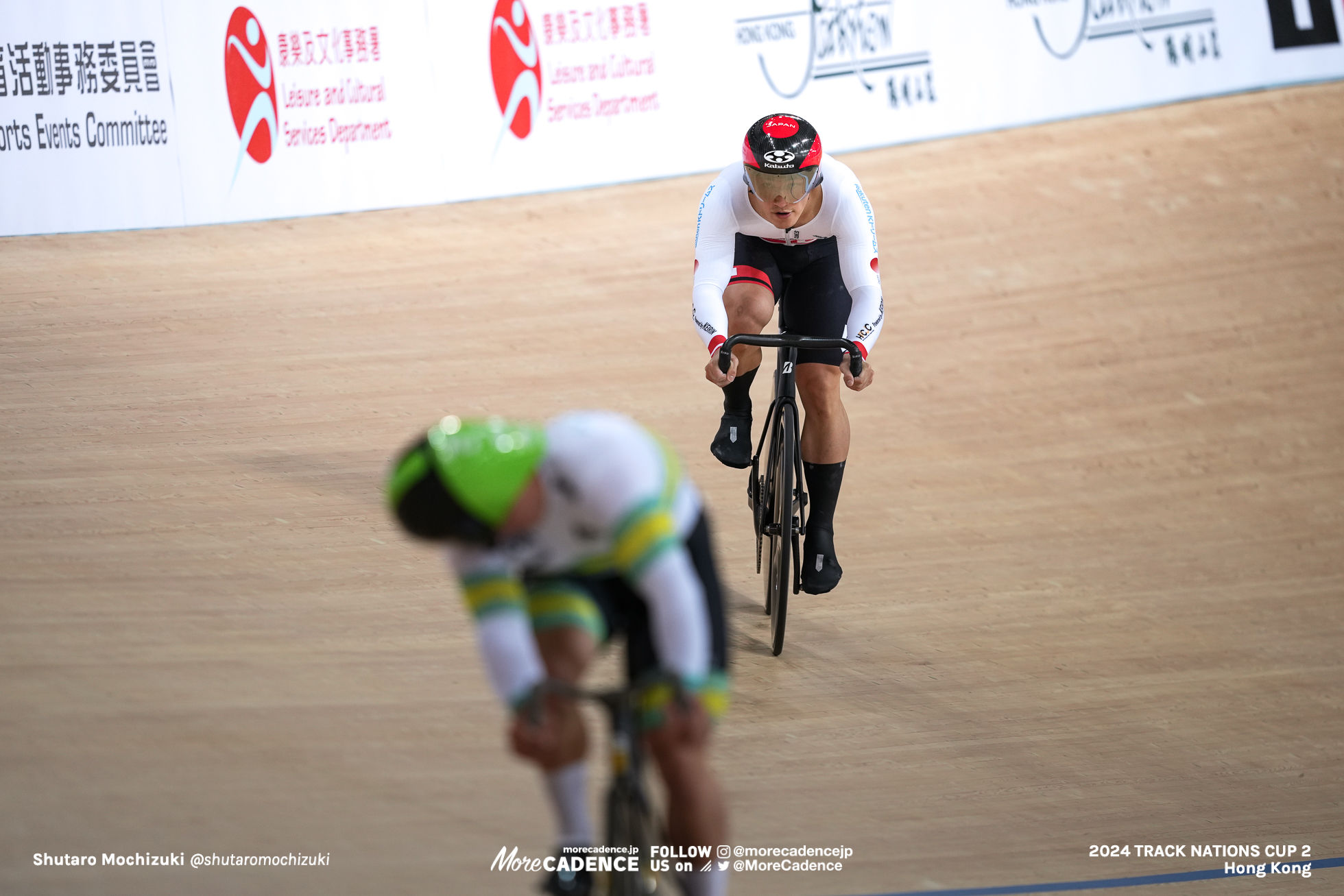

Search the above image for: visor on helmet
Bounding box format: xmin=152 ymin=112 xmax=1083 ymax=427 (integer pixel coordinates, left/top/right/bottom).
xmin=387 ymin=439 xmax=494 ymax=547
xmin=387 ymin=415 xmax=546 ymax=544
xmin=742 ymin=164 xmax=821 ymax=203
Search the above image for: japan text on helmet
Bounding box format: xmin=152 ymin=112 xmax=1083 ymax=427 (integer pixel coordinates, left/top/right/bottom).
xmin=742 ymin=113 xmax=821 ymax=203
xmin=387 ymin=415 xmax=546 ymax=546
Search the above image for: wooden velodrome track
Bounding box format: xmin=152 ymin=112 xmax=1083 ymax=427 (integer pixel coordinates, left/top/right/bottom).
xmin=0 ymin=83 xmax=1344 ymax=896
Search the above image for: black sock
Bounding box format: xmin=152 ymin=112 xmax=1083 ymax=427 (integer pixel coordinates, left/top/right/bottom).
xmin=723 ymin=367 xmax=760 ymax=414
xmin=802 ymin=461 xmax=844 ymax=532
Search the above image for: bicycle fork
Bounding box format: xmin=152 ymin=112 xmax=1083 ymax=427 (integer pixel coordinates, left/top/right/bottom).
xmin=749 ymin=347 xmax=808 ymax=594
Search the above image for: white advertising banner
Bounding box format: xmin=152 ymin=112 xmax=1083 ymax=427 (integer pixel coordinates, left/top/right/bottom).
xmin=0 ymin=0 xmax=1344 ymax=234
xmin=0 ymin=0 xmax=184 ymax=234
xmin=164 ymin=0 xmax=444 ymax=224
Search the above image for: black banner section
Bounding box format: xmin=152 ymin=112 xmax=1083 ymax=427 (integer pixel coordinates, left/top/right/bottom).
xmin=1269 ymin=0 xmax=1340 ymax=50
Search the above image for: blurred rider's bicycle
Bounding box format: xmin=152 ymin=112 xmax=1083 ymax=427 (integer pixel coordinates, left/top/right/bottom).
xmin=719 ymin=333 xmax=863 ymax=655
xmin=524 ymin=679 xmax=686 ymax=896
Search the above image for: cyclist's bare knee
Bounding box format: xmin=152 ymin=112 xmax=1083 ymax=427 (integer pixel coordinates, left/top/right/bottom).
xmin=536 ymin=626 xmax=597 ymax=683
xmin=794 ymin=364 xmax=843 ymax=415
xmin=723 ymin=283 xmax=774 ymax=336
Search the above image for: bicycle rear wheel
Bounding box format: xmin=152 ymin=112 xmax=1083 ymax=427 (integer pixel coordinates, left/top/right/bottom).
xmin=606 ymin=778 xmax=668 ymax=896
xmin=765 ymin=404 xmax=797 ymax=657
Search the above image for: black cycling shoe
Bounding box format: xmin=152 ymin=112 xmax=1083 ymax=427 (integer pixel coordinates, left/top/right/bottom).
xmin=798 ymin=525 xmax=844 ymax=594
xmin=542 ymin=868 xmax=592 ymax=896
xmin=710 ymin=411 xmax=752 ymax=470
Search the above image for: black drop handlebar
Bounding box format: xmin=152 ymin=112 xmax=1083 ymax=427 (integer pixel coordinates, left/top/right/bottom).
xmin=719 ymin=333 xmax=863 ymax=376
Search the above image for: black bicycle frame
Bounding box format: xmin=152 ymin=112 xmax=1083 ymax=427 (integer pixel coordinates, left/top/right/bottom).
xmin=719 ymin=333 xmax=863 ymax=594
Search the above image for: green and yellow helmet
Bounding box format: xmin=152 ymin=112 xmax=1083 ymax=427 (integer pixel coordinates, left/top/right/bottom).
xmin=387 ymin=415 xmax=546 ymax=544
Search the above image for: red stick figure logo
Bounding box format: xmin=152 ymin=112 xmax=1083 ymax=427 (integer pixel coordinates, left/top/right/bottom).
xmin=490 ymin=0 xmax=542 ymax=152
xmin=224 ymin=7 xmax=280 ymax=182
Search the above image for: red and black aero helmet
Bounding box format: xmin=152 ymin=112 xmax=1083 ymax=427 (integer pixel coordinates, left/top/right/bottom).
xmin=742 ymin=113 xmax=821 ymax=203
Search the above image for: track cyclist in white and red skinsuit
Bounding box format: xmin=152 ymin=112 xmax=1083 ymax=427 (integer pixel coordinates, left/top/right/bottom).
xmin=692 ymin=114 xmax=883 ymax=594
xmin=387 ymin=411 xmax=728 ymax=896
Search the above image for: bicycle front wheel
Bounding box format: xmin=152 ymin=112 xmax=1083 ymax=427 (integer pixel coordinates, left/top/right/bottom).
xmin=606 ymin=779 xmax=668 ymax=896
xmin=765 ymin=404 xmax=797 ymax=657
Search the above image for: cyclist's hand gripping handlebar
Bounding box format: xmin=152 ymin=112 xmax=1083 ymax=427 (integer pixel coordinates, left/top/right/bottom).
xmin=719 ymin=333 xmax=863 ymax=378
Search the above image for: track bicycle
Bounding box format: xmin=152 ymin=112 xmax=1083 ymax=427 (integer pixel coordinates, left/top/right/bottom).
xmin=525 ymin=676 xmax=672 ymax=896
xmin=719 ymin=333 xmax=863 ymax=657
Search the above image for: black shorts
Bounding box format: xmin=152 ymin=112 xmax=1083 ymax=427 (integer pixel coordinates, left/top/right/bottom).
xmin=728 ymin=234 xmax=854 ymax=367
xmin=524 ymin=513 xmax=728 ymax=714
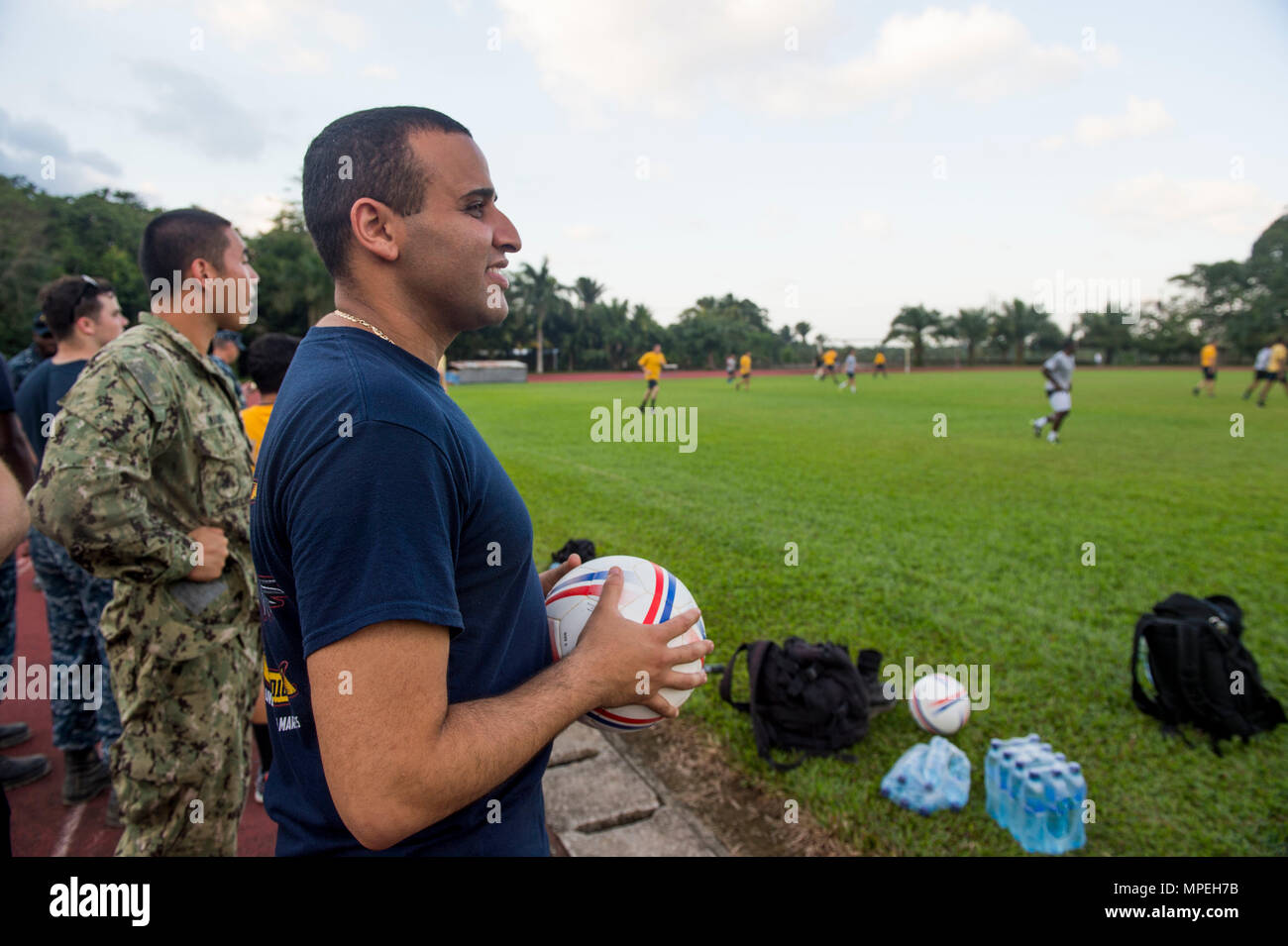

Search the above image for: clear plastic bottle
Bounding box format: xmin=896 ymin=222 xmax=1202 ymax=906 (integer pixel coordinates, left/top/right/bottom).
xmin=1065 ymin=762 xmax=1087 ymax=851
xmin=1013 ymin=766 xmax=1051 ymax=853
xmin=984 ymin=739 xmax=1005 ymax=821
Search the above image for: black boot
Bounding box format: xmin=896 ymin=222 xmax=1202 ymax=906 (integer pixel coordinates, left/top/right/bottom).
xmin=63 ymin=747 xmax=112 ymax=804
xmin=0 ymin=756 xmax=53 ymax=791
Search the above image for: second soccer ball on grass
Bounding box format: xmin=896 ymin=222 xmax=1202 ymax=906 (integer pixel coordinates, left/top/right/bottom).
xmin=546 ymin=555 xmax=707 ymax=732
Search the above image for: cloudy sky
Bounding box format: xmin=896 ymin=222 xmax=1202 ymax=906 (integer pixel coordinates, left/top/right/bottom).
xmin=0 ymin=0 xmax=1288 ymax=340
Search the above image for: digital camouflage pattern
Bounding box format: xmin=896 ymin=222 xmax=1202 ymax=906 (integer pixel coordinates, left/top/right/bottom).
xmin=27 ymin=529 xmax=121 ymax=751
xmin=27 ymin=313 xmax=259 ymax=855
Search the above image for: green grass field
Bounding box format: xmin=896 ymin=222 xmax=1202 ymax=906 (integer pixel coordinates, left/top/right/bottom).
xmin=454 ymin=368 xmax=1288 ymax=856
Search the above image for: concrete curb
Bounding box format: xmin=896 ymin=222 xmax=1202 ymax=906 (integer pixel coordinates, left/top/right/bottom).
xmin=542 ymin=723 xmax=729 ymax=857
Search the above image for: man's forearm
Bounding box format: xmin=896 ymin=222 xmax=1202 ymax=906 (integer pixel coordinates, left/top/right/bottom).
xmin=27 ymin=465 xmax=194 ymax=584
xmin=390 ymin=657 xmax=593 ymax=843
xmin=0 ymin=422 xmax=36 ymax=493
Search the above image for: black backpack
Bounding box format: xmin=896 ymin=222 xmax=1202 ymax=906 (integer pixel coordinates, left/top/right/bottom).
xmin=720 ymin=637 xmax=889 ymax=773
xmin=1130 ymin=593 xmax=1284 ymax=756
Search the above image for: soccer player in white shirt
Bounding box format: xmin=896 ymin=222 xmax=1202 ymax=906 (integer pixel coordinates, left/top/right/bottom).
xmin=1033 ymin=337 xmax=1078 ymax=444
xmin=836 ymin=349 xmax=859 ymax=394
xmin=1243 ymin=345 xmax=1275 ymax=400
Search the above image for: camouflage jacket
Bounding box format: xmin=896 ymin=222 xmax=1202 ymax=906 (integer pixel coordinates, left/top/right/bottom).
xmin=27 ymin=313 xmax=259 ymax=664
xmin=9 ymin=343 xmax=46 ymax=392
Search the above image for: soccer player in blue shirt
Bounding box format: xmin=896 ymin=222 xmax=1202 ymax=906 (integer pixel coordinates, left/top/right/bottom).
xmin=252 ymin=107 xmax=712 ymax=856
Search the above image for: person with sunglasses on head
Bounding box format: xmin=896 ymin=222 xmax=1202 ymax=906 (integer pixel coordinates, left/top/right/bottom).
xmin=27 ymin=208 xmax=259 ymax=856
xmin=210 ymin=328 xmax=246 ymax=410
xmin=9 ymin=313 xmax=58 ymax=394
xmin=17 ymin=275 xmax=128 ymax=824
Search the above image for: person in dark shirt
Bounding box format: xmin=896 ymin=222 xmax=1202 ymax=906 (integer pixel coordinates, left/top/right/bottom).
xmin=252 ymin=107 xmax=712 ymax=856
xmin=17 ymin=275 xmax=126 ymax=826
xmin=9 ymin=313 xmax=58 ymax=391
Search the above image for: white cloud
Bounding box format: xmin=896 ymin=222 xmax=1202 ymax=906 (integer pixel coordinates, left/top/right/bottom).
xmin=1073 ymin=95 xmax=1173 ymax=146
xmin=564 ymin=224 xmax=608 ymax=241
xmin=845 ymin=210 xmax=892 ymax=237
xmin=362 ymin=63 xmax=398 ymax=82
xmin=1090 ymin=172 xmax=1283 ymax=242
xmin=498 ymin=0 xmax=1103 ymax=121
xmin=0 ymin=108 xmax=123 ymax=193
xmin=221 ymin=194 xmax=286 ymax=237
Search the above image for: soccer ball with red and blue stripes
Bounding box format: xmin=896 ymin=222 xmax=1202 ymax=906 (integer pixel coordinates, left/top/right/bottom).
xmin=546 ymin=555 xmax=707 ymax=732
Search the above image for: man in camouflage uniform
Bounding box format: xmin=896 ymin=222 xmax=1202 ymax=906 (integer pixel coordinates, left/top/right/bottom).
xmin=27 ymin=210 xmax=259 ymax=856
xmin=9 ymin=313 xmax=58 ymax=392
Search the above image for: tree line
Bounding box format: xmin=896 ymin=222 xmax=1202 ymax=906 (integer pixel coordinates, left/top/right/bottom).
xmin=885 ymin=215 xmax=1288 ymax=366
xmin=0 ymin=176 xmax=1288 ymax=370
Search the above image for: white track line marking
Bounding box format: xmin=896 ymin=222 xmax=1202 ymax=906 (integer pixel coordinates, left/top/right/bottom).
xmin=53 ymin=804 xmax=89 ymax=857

* **To be done**
Reproduce the items from the start through the line containing "xmin=742 ymin=164 xmax=821 ymax=203", both ends included, with "visor" swapped for "face shield" and everything else unchanged. Omit the pictures.

* **Solution for this task**
Search the above image for: face shield on helmet
Bounding box format: xmin=152 ymin=112 xmax=1083 ymax=427 (integer pixel coordinates, left/top/right/bottom).
xmin=387 ymin=439 xmax=494 ymax=547
xmin=387 ymin=415 xmax=546 ymax=544
xmin=742 ymin=164 xmax=821 ymax=203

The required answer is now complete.